## BEGIN Records to use

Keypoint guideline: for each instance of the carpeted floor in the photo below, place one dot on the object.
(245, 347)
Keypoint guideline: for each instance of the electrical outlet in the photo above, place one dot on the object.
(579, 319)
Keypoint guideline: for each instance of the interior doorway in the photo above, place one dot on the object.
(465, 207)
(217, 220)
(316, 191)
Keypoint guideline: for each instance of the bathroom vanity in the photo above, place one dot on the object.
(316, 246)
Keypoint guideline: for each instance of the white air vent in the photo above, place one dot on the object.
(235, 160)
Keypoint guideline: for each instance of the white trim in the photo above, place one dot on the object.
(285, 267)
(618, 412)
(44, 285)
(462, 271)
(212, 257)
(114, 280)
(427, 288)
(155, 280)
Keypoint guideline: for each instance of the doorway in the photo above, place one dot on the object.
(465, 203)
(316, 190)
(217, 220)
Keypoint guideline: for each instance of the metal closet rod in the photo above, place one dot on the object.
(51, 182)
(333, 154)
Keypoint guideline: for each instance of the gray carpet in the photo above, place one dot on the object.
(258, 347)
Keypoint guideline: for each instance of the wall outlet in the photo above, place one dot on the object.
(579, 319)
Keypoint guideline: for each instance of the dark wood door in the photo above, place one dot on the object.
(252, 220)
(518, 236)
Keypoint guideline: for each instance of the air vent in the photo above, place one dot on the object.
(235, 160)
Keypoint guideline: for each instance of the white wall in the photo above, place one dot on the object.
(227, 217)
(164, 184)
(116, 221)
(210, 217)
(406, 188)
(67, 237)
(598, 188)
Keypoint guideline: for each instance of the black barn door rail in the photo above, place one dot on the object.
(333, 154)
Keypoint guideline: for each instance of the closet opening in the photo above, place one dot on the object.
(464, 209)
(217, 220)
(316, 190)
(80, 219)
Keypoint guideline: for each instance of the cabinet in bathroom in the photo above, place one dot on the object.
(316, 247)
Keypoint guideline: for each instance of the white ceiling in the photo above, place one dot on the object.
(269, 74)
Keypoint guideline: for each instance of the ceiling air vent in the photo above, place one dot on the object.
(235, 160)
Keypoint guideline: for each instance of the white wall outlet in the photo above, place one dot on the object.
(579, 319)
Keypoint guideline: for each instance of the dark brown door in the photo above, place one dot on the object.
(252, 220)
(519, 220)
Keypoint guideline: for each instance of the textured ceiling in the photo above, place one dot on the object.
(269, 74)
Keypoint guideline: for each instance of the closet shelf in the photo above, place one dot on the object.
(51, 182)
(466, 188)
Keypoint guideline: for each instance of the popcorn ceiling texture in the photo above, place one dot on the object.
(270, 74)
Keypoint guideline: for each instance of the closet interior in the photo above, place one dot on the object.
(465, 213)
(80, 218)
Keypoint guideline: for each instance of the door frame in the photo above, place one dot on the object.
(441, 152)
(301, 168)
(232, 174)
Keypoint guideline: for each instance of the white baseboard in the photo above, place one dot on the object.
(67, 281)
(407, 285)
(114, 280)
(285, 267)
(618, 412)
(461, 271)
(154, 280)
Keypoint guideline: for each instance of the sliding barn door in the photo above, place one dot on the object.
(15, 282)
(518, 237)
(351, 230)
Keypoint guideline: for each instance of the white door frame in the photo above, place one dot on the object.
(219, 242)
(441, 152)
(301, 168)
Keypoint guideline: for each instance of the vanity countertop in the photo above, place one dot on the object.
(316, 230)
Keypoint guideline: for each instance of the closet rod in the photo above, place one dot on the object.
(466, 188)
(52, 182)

## END Records to use

Your goal: Present all of the records above as a numbered list, leaving out any blank lines.

The reply:
1. Keypoint guideline: for each instance of the carpeted floor in the photo below, place one dot on the object.
2. (245, 347)
3. Keypoint guideline: for each instance of the electrical outlet in the photo above, place one dot on the object.
4. (579, 319)
5. Keypoint guideline: for each instance of the interior doorway in the photo above, place one dot on the object.
6. (465, 207)
7. (217, 220)
8. (316, 191)
9. Keypoint guideline: for each instance of the bathroom vanity in the photo above, place one dot on the object.
10. (316, 246)
11. Keypoint guideline: for each instance of the white air vent in the photo above, place one dot on the object.
12. (235, 160)
13. Keypoint guideline: for each instance of the white trim in the photo above, place one dot on the object.
14. (285, 267)
15. (618, 412)
16. (44, 285)
17. (462, 271)
18. (212, 257)
19. (114, 280)
20. (427, 288)
21. (155, 280)
22. Keypoint guideline: for each instance of the doorway in the photo above, place one dot on the object.
23. (465, 203)
24. (316, 190)
25. (217, 220)
26. Keypoint guideline: for each instance of the metal closet rod in the photo above, place one dot on the object.
27. (51, 182)
28. (333, 154)
29. Keypoint guideline: for each instance of the gray carpet in the photo above, place one dot on the object.
30. (258, 347)
31. Keypoint guideline: for each instance of the wall outlet in the photo above, place one dot on the object.
32. (579, 319)
33. Keypoint guideline: for each instance of the dark wood door in the photo above, place one dot on the object.
34. (252, 220)
35. (518, 236)
36. Keypoint guideline: for each instance of the air vent in the photo above, place one dot on the object.
37. (235, 160)
38. Keypoint guideline: for each instance of the white wall in the photo above, place one dot on the object.
39. (227, 217)
40. (164, 184)
41. (116, 221)
42. (210, 217)
43. (406, 188)
44. (67, 237)
45. (598, 188)
46. Keypoint guideline: for each instance of the black barn door rail in the photo above, place one dot on the object.
47. (333, 154)
48. Keypoint guideline: for each instance of the closet opening in the photo above, place one dot on the object.
49. (464, 209)
50. (217, 220)
51. (316, 190)
52. (80, 219)
53. Keypoint guideline: for each instance of the cabinet in bathroom in the photo above, place one dot on the object.
54. (316, 247)
55. Keypoint guideline: for each instance of the white ceiling in the photo above, place one dot on the object.
56. (269, 74)
57. Keypoint guideline: for each instance of the ceiling air vent in the photo above, place one dot on the object.
58. (235, 160)
59. Keypoint guideline: for each instance of the white wall outlet in the photo above, place one dot on the object.
60. (579, 319)
61. Keypoint guideline: for each instance of the dark brown door in the photo above, place one dot on the object.
62. (252, 220)
63. (519, 220)
64. Keypoint guideline: for each instance of the textured ceiling in the photo above, place one dot on the object.
65. (269, 74)
66. Keypoint guideline: for each instance of the closet shelf in the photo above, place one dot on the object.
67. (51, 182)
68. (466, 188)
69. Keypoint guideline: for each instance of the popcorn ceiling texture in the photo above, place one dot on the object.
70. (270, 74)
71. Keypoint guideline: for each instance of the closet interior in the photo above, place one dot on the object.
72. (465, 213)
73. (80, 218)
74. Keypoint guideline: for each instance of the door frame in the photo above, place one dot on the object.
75. (441, 152)
76. (301, 168)
77. (232, 174)
78. Keypoint guideline: for each instance of the white baseboard in the photo above, place one dot on the object.
79. (67, 281)
80. (407, 285)
81. (114, 280)
82. (285, 267)
83. (618, 412)
84. (461, 271)
85. (154, 280)
86. Keypoint guideline: for each instance of the sliding barn door in the photo above, place one dot on the object.
87. (15, 282)
88. (518, 237)
89. (351, 230)
90. Keypoint guideline: for each instance of the white door frame in the photo above, place one dot on the object.
91. (219, 242)
92. (441, 152)
93. (301, 168)
94. Keypoint guideline: for each instance of the vanity countertop in the photo above, place one dot on the object.
95. (316, 230)
96. Keypoint guideline: for each instance of the closet rod in the photo above, place one dot on the object.
97. (466, 188)
98. (52, 182)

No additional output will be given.